### [Work instructions]
Please reproduce each of the entries below exactly as they appear.

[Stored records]
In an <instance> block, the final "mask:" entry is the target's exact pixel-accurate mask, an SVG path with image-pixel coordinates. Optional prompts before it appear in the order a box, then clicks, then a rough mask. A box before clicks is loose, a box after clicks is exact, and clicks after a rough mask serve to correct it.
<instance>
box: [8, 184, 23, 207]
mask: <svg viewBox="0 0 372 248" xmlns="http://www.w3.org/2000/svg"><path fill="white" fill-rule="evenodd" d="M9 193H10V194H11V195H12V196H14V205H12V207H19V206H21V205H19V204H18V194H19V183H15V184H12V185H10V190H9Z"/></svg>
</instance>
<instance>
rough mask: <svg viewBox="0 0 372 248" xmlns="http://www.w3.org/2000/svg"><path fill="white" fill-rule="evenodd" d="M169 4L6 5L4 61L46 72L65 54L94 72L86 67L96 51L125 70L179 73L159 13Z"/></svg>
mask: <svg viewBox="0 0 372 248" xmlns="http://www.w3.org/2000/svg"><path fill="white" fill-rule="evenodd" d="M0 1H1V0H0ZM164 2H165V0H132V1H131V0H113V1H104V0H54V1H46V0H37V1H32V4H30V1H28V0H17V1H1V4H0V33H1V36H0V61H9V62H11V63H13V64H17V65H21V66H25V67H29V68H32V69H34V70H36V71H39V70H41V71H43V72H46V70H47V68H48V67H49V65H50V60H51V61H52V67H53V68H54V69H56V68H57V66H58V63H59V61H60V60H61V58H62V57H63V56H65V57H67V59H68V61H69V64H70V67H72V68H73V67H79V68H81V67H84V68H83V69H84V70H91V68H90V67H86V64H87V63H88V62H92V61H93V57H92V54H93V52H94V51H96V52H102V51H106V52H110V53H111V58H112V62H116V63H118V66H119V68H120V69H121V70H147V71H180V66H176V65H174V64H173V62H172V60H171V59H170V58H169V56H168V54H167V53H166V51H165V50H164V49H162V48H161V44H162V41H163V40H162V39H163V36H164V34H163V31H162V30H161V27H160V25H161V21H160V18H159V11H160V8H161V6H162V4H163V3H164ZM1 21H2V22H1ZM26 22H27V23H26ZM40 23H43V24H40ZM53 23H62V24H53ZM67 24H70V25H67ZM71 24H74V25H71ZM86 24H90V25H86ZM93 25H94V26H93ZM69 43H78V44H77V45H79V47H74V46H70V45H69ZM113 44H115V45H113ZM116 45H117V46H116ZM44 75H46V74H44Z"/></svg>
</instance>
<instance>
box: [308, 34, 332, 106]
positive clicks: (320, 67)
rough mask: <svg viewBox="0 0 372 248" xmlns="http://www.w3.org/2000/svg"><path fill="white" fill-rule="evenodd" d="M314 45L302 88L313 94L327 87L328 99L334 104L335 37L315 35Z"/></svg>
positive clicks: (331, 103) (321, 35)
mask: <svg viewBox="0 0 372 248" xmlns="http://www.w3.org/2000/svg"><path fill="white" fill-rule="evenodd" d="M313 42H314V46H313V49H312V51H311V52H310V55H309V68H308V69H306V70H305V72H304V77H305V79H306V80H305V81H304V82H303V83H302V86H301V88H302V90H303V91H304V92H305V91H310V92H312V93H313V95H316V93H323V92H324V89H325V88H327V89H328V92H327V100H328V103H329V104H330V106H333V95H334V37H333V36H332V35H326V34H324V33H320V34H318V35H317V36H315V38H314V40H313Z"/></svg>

### [The completed task]
In an <instance> block, the final "mask:" entry is the target's exact pixel-accurate mask, an SVG path with image-pixel coordinates. Optional prompts before it appear in the order a box, then clicks, then a rough mask. A box before clicks is loose, a box after clicks is exact, and clicks after a rough mask serve to correct it.
<instance>
box: [8, 184, 23, 207]
mask: <svg viewBox="0 0 372 248" xmlns="http://www.w3.org/2000/svg"><path fill="white" fill-rule="evenodd" d="M9 193H10V194H11V195H12V196H14V205H12V207H19V206H21V205H19V204H18V194H19V183H15V184H12V185H10V190H9Z"/></svg>
</instance>
<instance>
rough mask: <svg viewBox="0 0 372 248" xmlns="http://www.w3.org/2000/svg"><path fill="white" fill-rule="evenodd" d="M169 4L6 5L4 61L46 72L65 54L94 72L86 67L96 51L125 70L179 73L159 13Z"/></svg>
mask: <svg viewBox="0 0 372 248" xmlns="http://www.w3.org/2000/svg"><path fill="white" fill-rule="evenodd" d="M0 1H1V0H0ZM164 2H165V0H132V1H131V0H113V1H104V0H54V1H46V0H37V1H32V4H30V1H28V0H17V1H1V4H0V33H1V36H0V61H9V62H11V63H13V64H17V65H21V66H25V67H29V68H32V69H34V70H36V71H39V70H41V71H43V72H46V70H47V68H48V67H49V65H50V60H51V61H52V67H53V68H54V69H56V68H57V66H58V63H59V61H60V60H61V58H62V57H63V56H65V57H67V59H68V61H69V64H70V67H72V68H73V67H79V68H81V67H84V68H83V69H84V70H91V68H90V67H86V64H87V63H88V62H92V61H93V57H92V54H93V52H94V51H96V52H102V51H106V52H110V53H111V58H112V62H116V63H118V66H119V68H120V69H121V70H147V71H180V66H176V65H174V64H173V62H172V60H171V59H170V58H169V56H168V54H167V53H166V51H165V50H164V49H162V48H161V44H162V41H163V40H162V39H163V36H164V34H163V31H162V30H161V27H160V25H161V21H160V18H159V11H160V8H161V6H162V4H163V3H164ZM1 21H2V22H1ZM26 22H27V23H26ZM40 23H43V24H40ZM53 23H62V24H53ZM67 24H70V25H67ZM71 24H74V25H71ZM86 24H90V25H86ZM93 25H94V26H93ZM69 43H78V44H77V45H79V47H74V46H70V45H69ZM113 44H115V45H113ZM116 45H117V46H116ZM44 75H46V74H44Z"/></svg>
</instance>
<instance>
box: [308, 34, 332, 106]
positive clicks: (320, 67)
rough mask: <svg viewBox="0 0 372 248" xmlns="http://www.w3.org/2000/svg"><path fill="white" fill-rule="evenodd" d="M314 45L302 88L313 94L327 87L328 99L334 104L335 37L315 35Z"/></svg>
positive clicks: (331, 103) (321, 35)
mask: <svg viewBox="0 0 372 248" xmlns="http://www.w3.org/2000/svg"><path fill="white" fill-rule="evenodd" d="M313 42H314V46H313V49H312V51H311V52H310V55H309V68H308V69H306V70H305V72H304V77H305V79H306V80H305V81H304V82H303V83H302V86H301V88H302V90H303V91H304V92H305V91H310V92H312V93H313V95H316V93H323V92H324V89H325V88H327V89H328V92H327V100H328V103H329V104H330V106H333V95H334V37H333V36H332V35H326V34H324V33H320V34H318V35H317V36H315V38H314V40H313Z"/></svg>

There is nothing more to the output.